Stated goal: Render the material below as a Markdown table with the columns Row and Line, giving each line its own numbered row and omitting blank lines.
▬▬▬▬▬▬
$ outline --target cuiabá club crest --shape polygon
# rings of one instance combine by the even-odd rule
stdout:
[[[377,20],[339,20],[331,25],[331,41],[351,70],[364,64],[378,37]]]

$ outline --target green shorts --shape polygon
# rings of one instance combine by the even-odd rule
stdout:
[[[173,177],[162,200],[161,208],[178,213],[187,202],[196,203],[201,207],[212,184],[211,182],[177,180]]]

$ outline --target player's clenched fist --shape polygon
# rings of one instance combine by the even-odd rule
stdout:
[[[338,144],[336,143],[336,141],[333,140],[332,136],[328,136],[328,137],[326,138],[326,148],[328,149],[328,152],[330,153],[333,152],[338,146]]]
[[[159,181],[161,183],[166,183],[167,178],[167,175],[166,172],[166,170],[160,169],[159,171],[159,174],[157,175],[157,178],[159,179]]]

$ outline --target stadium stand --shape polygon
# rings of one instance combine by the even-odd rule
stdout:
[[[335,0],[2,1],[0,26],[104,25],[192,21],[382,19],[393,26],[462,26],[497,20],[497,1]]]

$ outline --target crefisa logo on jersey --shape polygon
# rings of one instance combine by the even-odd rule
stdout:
▬▬▬▬▬▬
Problem solution:
| Row | Line |
|---|---|
| 1 | $ outline --target cuiabá club crest --shape polygon |
| 2 | # rings of one instance combine by the even-odd rule |
| 3 | stdout: |
| 4 | [[[377,20],[339,20],[331,25],[331,41],[351,70],[364,64],[378,37]]] |
| 5 | $ outline --target green shorts --shape polygon |
| 6 | # rings of one instance combine by the even-odd rule |
| 7 | stdout: |
| 8 | [[[173,177],[162,200],[161,208],[178,213],[187,202],[196,203],[201,207],[212,184],[211,182],[177,180]]] |
| 9 | $ outline --target player's clenched fist --shape polygon |
| 10 | # rings of one instance combine by the even-odd rule |
| 11 | stdout: |
| 12 | [[[338,144],[336,143],[336,141],[333,140],[332,136],[328,136],[328,137],[326,138],[326,148],[328,149],[328,152],[330,153],[333,152],[338,146]]] |
| 13 | [[[159,181],[161,183],[166,183],[167,178],[167,175],[166,172],[166,170],[160,169],[159,171],[159,174],[157,175],[157,178],[159,179]]] |
| 14 | $ outline --target stadium stand --shape polygon |
| 15 | # rings of one instance combine by the even-odd rule |
| 16 | stdout: |
| 17 | [[[335,0],[2,1],[0,26],[104,25],[192,21],[382,19],[393,26],[462,26],[497,20],[497,1]]] |
| 18 | $ outline --target crefisa logo on jersey --shape polygon |
| 19 | # rings of one instance combine by the even-odd rule |
| 20 | stdout: |